EXCERPT

At least two elderly patients a week die of hunger or thirst in Britain’s hospitals and care homes, official figures reveal.
More than 100 over 65s died because of dehydration or malnutrition last year, according to data from the Office for National Statistics.
Despite a general decrease in the number of deaths caused by care failures in recent years, the figures are now rising.
Former Liberal Democrat care minister Norman Lamb said the figures were evidence of a ‘social care crisis’, while a charity called for more to be done to protect the elderly.

Sexual harassment

It seems the ‘Weinstein’ problem could extend to Parliament, says the Guardian.

Senior MPs have raised complaints that allegations of sexual harassment are still not being taken seriously enough by their parties and whips despite years of warnings about inappropriate behaviour in Westminster, the Guardian has learned.
MPs made their fears known to their parties after the Labour MP Jared O’Mara was suspended over allegations of misogynistic abuse, and parliamentary staff aired allegations of sexual harassment and assault on a private WhatsApp messaging group.
Theresa May and Jeremy Corbyn called on Friday for any staff members who have experienced sexual harassment or abuse to contact the House of Commons authorities or police to make formal reports.

The Mirror also has the story.

MPs who engage in the abuse and sexual harassment of women must be held accountable for their actions, Jeremy Corbyn  will warn.
The Labour leader says a “warped and degrading culture” – where the abuse of women is accepted and normalised – is thriving in the corridors of power.
His warning will come as it was reported that four MPs, including a minister, had been caught up in allegations of sexual misconduct at Westminster.
The MPs, two Labour and two Conservative, have been accused of harassing or propositioning young women inappropriately according to The Times.
The Guardian also reported four MPs were involved in allegations of misconduct.
It was not clear if the papers are referring to the same individuals.

And Sky News also reports the Labour leader’s comments.

Jeremy Corbyn will accused Westminster of being home to a culture in which the abuse of women is accepted and normalised, in a speech on Saturday.
The Labour leader will say: “It is a warped and degrading culture that also exists and thrives in the corridors of power, including in Westminster.”

[Dataset entries]

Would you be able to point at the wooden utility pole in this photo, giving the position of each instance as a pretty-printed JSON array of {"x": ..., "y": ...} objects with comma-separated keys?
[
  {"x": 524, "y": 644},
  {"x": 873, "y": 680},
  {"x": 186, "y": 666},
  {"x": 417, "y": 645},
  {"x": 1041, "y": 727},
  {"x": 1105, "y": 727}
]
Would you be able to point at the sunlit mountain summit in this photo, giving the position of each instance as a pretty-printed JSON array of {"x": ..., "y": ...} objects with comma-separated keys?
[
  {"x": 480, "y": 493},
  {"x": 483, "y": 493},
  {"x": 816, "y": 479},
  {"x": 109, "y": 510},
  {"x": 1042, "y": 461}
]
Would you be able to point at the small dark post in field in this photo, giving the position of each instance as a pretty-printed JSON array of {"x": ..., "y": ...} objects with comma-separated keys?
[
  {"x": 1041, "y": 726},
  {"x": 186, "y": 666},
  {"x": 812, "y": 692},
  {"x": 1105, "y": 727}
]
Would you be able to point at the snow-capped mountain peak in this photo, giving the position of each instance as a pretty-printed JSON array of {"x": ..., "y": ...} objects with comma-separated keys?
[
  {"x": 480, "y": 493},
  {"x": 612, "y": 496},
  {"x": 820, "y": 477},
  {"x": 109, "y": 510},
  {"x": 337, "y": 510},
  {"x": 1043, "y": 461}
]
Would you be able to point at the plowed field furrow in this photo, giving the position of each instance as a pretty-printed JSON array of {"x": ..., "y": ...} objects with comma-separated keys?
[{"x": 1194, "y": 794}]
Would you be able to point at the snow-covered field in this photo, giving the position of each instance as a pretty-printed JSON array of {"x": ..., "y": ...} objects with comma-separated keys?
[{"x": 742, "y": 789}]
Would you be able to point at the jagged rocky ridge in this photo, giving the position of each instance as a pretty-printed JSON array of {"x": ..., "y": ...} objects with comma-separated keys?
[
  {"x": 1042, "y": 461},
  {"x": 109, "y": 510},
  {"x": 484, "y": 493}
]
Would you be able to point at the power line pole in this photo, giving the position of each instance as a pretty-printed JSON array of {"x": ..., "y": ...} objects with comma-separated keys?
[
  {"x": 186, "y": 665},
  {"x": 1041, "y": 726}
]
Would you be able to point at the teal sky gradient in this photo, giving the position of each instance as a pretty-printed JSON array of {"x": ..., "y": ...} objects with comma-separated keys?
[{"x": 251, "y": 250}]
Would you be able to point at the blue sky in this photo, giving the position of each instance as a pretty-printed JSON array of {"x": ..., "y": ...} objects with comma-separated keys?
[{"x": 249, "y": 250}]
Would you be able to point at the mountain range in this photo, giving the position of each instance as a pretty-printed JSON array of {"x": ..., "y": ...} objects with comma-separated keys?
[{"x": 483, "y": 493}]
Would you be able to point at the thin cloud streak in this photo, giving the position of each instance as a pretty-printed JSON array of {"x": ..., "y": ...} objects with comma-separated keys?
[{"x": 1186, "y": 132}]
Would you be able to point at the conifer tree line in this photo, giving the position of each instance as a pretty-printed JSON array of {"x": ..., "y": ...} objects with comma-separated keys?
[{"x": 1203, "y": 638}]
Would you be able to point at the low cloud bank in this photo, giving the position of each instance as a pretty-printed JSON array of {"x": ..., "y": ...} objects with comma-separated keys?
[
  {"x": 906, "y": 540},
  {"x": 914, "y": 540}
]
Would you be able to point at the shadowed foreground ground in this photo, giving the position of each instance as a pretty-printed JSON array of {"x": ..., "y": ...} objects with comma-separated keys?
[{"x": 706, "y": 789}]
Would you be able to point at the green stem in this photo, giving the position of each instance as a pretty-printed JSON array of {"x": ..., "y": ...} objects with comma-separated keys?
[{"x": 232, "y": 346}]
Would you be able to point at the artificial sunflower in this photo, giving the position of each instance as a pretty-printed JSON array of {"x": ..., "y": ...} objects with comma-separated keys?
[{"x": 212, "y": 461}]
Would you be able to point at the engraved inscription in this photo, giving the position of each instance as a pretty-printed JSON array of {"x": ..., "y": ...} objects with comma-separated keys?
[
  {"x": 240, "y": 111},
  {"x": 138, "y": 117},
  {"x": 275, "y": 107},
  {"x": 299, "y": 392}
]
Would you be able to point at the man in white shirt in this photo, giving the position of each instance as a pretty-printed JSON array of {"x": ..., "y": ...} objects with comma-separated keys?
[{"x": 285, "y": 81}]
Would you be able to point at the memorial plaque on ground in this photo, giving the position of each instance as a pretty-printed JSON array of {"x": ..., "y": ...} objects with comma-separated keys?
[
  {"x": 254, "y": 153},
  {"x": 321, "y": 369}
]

TASK PROMPT
Pick up the press roundup above on elderly patient deaths and sexual harassment at Westminster, and continue it from its final sentence.

RESPONSE FOR THIS EXERCISE
He will urge survivors of assault and harassment to report their experiences to authorities, arguing that the “problem doesn’t stop with those who make unwanted advances on women” but “extends to a culture that had tolerated abuse for far too long”.
Mr Corbyn will also say that MPs who sexually abuse and harass women will be held accountable for their actions.
His remarks come in the wake of reports of extensive sexual harassment around Westminster, including claims that four MPs, one of whom is a minister, have been accused of sexual misconduct.

BBC News claims those who harass should be punished.

MPs who abuse or sexually harass women must be “held to account”, Labour leader Jeremy Corbyn will say later.
M Corbyn will speak out against “a culture where the abuse of women has often been accepted and normalised,” including at Westminster.
It comes as Downing Street described  allegations of sexual harassment in politics as “deeply concerning”.
Mr Corbyn will also reject claims he was too slow to suspend a Labour MP for misogynistic and homophobic comments.

Air travel

Claims by the chancellor that air travel to Europe could come to a complete halt upon Brexit have been refuted in the Mail.

The boss of the company that owns British Airways has dismissed claims that flights could be grounded after Brexit.
In an apparent rebuke to the Chancellor yesterday, International Airlines Group chief executive Willie Walsh said BA will continue to fly after Britain quits the EU in March 2019.
His comments came after Philip Hammond said it was ‘theoretically conceivable’ there could be no air traffic between the UK and Europe if there is no Brexit deal.
The Chancellor was slapped down by Cabinet colleagues and Mr Walsh, 56, said: ‘In terms of Brexit, there’ll be an outcome and we will continue to fly.
‘Whatever that is, we will manage our business without any difficulty… We’ll leave this to the politicians to resolve.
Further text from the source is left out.